:: MATERIAL TO PROCESS ::
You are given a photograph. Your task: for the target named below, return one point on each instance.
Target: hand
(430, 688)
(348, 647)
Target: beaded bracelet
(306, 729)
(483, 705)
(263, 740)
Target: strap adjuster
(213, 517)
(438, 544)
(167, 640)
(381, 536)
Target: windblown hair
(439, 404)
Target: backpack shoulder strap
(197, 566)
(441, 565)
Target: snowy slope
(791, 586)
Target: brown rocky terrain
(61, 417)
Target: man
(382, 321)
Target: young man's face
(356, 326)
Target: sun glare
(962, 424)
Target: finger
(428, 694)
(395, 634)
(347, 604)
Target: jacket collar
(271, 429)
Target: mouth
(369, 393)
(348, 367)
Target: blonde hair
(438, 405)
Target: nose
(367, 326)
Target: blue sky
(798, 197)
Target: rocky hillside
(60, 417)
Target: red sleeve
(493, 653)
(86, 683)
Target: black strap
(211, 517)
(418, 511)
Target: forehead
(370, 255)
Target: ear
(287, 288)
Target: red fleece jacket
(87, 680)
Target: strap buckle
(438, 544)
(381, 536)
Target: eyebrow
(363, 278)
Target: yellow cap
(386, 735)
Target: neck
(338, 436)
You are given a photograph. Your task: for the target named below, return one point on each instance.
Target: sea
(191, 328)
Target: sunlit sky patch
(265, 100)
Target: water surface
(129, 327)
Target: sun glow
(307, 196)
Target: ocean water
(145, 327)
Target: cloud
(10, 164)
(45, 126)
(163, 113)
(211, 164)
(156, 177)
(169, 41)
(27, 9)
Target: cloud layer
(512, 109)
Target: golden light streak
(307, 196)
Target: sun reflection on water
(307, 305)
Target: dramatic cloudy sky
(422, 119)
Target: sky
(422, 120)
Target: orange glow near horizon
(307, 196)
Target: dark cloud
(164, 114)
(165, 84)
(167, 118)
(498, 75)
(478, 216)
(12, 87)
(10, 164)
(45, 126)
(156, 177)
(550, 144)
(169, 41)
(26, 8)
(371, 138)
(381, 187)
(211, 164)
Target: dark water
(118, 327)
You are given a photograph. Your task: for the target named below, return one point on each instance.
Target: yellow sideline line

:: WHAT IS REQUIRED ::
Convert every line of the records above into a numbered list, omitting any blank lines.

:: FINISHED ANSWER ::
1. You are given a photograph. Your task: for the target named below, return one point on each instance.
2. Target: hand
3. (430, 688)
4. (348, 647)
5. Target: beaded bracelet
6. (306, 729)
7. (483, 705)
8. (263, 740)
9. Target: strap adjuster
10. (213, 517)
11. (438, 544)
12. (167, 640)
13. (381, 536)
14. Target: windblown hair
15. (439, 404)
16. Target: backpack shoulder strap
17. (197, 566)
18. (441, 565)
19. Target: snowy slope
20. (791, 586)
21. Target: brown rocky terrain
22. (61, 417)
23. Target: man
24. (382, 321)
25. Target: young man's face
26. (356, 326)
27. Target: sun glare
28. (962, 424)
29. Target: finger
30. (428, 694)
31. (395, 634)
32. (347, 604)
33. Target: jacket collar
34. (271, 429)
35. Target: mouth
36. (369, 393)
37. (348, 367)
38. Target: blonde hair
39. (438, 405)
40. Target: nose
41. (367, 326)
42. Target: blue sky
43. (798, 197)
44. Target: rocky hillside
45. (60, 417)
46. Target: red sleeve
47. (493, 653)
48. (86, 683)
49. Target: black strap
50. (211, 517)
51. (418, 511)
52. Target: forehead
53. (370, 255)
54. Target: ear
55. (287, 288)
56. Target: red fleece jacket
57. (87, 680)
58. Target: strap buckle
59. (438, 544)
60. (381, 536)
61. Target: eyebrow
62. (363, 278)
63. Target: yellow cap
64. (386, 735)
65. Target: neck
66. (338, 436)
67. You are given a photograph. Your task: for the target named below, return one point on each instance.
68. Target: sea
69. (191, 328)
70. Target: sunlit sky patch
71. (265, 100)
72. Target: water surface
73. (129, 327)
74. Target: sun glow
75. (307, 196)
76. Target: ocean water
77. (145, 327)
78. Target: cloud
79. (10, 164)
80. (45, 126)
81. (163, 113)
82. (211, 164)
83. (156, 177)
84. (169, 41)
85. (27, 9)
86. Target: cloud layer
87. (512, 109)
88. Target: golden light streak
89. (307, 196)
90. Target: sun reflection on water
91. (307, 305)
92. Target: dramatic cloudy sky
93. (422, 119)
94. Target: sky
95. (422, 120)
96. Target: orange glow near horizon
97. (307, 196)
98. Target: dark cloud
99. (164, 114)
100. (165, 84)
101. (167, 118)
102. (498, 75)
103. (478, 216)
104. (12, 87)
105. (10, 164)
106. (45, 126)
107. (156, 177)
108. (550, 144)
109. (169, 41)
110. (26, 8)
111. (371, 138)
112. (381, 187)
113. (211, 164)
114. Target: dark water
115. (118, 327)
116. You are given a photograph. Your task: for the target named below, return one point on each instance.
117. Target: yellow sideline line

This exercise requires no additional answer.